─── RECORDS FOR THE TASK ───
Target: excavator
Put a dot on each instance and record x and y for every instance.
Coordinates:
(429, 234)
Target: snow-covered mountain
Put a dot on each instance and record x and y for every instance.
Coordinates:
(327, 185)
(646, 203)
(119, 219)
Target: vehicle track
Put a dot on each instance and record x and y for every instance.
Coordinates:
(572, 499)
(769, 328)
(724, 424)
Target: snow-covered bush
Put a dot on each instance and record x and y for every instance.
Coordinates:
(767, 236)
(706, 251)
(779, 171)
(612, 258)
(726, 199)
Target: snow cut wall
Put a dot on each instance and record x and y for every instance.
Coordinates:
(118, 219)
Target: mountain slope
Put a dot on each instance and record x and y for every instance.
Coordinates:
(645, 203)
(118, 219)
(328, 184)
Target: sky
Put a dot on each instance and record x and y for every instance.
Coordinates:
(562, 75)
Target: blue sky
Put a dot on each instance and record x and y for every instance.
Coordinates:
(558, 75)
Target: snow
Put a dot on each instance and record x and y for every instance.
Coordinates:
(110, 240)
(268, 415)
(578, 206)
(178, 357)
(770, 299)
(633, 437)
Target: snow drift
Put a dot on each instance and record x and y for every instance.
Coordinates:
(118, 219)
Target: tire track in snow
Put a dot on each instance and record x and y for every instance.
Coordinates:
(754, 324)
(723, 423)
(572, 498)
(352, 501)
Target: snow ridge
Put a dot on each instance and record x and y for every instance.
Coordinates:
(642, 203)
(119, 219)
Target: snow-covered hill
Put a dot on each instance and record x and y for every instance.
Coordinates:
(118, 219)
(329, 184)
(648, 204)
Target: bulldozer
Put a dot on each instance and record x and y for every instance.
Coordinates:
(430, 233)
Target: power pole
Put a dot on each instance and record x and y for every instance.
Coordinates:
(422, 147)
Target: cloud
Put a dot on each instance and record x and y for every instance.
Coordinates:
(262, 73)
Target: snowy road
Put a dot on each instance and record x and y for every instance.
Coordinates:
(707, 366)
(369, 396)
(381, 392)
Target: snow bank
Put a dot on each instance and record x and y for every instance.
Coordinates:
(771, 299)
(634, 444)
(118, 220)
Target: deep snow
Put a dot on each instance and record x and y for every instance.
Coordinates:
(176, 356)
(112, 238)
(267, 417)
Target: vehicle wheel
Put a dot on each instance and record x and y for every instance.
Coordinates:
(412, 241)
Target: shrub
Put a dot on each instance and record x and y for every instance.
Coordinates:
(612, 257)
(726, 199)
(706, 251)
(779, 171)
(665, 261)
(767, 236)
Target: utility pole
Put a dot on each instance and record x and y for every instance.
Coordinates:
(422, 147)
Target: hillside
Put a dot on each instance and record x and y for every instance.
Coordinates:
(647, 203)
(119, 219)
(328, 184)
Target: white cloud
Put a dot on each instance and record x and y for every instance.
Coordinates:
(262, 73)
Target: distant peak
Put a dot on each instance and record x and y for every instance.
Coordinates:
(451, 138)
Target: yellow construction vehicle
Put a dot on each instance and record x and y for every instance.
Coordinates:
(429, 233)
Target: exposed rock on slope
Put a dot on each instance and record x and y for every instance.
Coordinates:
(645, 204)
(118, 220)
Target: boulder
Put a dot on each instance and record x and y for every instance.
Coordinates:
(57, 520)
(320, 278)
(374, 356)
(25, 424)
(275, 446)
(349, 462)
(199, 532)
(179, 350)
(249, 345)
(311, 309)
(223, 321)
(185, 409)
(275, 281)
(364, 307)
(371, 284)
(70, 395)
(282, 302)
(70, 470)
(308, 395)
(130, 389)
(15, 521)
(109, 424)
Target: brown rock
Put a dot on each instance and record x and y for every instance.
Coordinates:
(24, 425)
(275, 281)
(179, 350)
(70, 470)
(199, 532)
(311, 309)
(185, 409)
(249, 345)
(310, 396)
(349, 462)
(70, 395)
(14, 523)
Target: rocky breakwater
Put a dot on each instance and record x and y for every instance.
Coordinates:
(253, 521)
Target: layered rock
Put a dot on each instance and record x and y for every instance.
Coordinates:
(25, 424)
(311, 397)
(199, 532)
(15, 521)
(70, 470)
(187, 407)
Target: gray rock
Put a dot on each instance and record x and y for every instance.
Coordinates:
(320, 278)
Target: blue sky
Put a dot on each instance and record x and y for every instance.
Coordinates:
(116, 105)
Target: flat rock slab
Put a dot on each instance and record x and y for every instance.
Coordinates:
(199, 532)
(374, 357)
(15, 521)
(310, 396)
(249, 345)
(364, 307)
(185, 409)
───
Retype every line above with nothing changed.

Target: excavator
Put a dot on each instance and record x and y for every instance.
Coordinates:
(429, 234)
Target: snow-covered mountain
Put a dot on each instance and record x and y for every instance.
Coordinates:
(327, 185)
(646, 203)
(119, 219)
Target: vehicle track
Put a dot on each instance and record x and y for every instance.
Coordinates:
(572, 499)
(769, 328)
(724, 424)
Target: snow-covered bush
Put a dot on each instance and record x and y for every instance.
Coordinates:
(767, 236)
(706, 251)
(779, 171)
(612, 258)
(726, 199)
Target: snow cut wall
Put a dot on each instance and record x and y for every instance.
Coordinates:
(118, 219)
Target: mountain slope
Put a dot on each instance and record x and y for every instance.
Coordinates:
(645, 203)
(118, 219)
(328, 184)
Target: sky
Put a dot on each instance and record x and y for every instance.
Coordinates:
(562, 75)
Target: blue sky
Put a dot on each instance and record x and y for every instance.
Coordinates:
(558, 75)
Target: snow
Put a dot on each instance and record x and y for every instance.
Coordinates:
(110, 240)
(268, 415)
(578, 206)
(178, 357)
(770, 299)
(633, 437)
Target: snow drift
Put a dot on each instance and record x and y for every instance.
Coordinates:
(118, 219)
Target: tire track in snow
Put a dot on each instance and record x and y for every instance.
Coordinates:
(754, 324)
(723, 423)
(572, 498)
(352, 501)
Target: snow ridge
Put a dot on each instance and record x and y for every instance.
Coordinates:
(642, 203)
(119, 219)
Target: snow-covered hill
Put a dot on each instance and record x and y for every instance.
Coordinates:
(118, 219)
(329, 184)
(648, 204)
Target: bulldozer
Put a dot on each instance and record x and y for every instance.
Coordinates:
(430, 233)
Target: power pole
Put a dot on each instance and record x and y for every instance.
Coordinates:
(422, 147)
Target: cloud
Put a dot on each instance and record x and y for every instance.
Coordinates:
(262, 73)
Target: snowy road
Put a dot on each instance and record x and y for every instance.
Coordinates:
(707, 366)
(369, 396)
(381, 392)
Target: snow bank
Put a dot on each instance and record x and y for every instance.
Coordinates:
(771, 299)
(634, 444)
(118, 220)
Target: deep snow
Put a dot on each instance and record x and y for every instance.
Coordinates:
(176, 356)
(112, 238)
(267, 417)
Target: vehicle wheel
Put a dot on each instance and record x and y for every instance.
Coordinates:
(412, 241)
Target: shrub
Put a dot on each instance and record x and y for every instance.
Coordinates:
(612, 257)
(726, 199)
(706, 251)
(779, 171)
(665, 261)
(767, 236)
Target: utility pole
Put a dot on each instance and record x and y for every instance.
Coordinates:
(422, 147)
Target: hillside
Put a dot on each instance and record x and y for every instance.
Coordinates:
(647, 203)
(119, 219)
(328, 184)
Target: white cloud
Put a dot on each instance and record x and y for every instance.
Coordinates:
(262, 73)
Target: distant peak
Put a dot on each instance and record x and y for every instance.
Coordinates:
(451, 138)
Target: yellow construction vehicle
Put a dot on each instance and record x and y for every instance.
Coordinates:
(429, 233)
Target: exposed rock on slope
Put a dot on each instance and record x and y for every instance.
Coordinates:
(645, 204)
(118, 220)
Target: boulder
Put a dot on each instance and record x and y for every instance.
Coordinates:
(57, 520)
(320, 278)
(374, 356)
(25, 424)
(275, 446)
(349, 462)
(199, 532)
(179, 350)
(249, 345)
(311, 309)
(223, 321)
(185, 409)
(275, 281)
(364, 307)
(371, 284)
(70, 395)
(282, 302)
(70, 470)
(308, 395)
(130, 389)
(15, 521)
(109, 424)
Target: brown rock
Put a dot on each instance and record x and y for every instance.
Coordinates:
(24, 425)
(275, 281)
(179, 350)
(70, 470)
(199, 532)
(311, 309)
(185, 409)
(249, 345)
(310, 396)
(349, 462)
(70, 395)
(14, 523)
Target: rocky breakwater
Put a dot on each instance and record x and y for every instance.
Coordinates:
(253, 521)
Target: layered rock
Put a dot on each instance and record x and y for every instance.
Coordinates:
(25, 424)
(311, 397)
(199, 532)
(15, 521)
(70, 470)
(187, 407)
Target: gray rock
Put a dot on each instance and record x and y for every instance.
Coordinates:
(320, 278)
Target: blue sky
Put a dot on each instance and record x and y for every instance.
Coordinates:
(116, 105)
Target: flat rock slab
Put a dot on each instance and record x and y for every instance.
Coordinates:
(199, 532)
(374, 357)
(15, 521)
(310, 396)
(249, 345)
(364, 307)
(185, 409)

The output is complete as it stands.